[Free-text object descriptions]
>>>

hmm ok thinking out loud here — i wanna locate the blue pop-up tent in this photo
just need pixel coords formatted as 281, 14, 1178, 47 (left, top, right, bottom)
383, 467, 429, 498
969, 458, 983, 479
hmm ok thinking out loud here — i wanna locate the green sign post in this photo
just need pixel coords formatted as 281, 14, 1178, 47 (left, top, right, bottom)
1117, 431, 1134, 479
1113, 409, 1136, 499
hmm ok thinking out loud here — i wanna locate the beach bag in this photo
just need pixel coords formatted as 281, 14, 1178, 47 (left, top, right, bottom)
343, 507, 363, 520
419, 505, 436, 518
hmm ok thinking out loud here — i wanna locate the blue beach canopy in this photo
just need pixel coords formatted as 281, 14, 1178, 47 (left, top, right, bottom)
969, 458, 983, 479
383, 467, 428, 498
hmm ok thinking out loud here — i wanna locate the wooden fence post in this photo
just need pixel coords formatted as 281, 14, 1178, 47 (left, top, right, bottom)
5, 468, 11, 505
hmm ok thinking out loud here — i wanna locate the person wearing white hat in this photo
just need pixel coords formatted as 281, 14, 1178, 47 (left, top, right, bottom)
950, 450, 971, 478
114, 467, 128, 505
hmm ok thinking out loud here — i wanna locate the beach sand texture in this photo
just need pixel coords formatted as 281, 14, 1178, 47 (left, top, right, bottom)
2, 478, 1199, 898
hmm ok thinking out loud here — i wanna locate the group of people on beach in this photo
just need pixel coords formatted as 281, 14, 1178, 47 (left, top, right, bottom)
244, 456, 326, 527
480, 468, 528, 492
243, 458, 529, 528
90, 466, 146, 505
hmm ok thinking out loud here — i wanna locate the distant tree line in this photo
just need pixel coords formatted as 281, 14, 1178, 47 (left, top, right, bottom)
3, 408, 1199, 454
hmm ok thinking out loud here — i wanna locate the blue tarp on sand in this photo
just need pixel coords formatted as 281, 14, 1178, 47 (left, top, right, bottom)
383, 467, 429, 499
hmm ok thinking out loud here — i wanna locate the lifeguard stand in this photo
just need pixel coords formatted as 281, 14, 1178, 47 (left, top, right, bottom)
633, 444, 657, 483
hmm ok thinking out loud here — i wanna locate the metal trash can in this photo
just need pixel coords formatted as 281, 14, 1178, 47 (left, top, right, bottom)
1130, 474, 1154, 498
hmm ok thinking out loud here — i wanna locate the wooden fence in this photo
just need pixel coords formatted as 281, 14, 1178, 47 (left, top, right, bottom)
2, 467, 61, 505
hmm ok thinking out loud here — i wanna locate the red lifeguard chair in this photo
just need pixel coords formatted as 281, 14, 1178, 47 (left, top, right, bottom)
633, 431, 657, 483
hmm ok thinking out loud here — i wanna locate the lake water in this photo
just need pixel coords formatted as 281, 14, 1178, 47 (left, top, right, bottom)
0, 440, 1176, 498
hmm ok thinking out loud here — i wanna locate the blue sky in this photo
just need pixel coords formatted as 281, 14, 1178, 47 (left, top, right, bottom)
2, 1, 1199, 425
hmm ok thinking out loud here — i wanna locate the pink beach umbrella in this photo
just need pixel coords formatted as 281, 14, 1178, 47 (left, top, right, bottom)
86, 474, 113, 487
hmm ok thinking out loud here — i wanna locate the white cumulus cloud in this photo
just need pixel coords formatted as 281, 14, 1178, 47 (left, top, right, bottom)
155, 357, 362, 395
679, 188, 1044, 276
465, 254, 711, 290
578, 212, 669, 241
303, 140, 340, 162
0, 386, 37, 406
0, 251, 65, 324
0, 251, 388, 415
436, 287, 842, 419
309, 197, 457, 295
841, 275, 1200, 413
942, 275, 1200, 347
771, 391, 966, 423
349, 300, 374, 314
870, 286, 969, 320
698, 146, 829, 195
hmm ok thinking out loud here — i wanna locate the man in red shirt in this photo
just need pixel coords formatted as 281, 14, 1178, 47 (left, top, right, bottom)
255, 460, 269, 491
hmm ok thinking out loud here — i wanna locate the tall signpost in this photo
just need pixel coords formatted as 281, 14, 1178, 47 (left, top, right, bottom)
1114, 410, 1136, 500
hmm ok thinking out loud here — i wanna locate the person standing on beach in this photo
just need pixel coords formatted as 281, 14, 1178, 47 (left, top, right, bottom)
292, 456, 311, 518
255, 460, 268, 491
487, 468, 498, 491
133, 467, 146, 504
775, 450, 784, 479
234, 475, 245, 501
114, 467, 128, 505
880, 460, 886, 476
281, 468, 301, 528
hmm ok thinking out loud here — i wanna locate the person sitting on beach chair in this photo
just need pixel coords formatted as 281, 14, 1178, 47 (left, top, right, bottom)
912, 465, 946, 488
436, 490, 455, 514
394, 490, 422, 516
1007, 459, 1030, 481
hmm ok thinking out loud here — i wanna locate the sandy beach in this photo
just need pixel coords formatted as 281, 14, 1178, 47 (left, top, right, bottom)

<<<

:: Work item ::
Find the word "fence" in the entries and show each line where it is found.

:: Output below ::
hmm ok thinking out loud here — i wanna locate the wooden fence post in this photo
hmm ok thinking out loud here — i wanna locate the wooden fence in this photo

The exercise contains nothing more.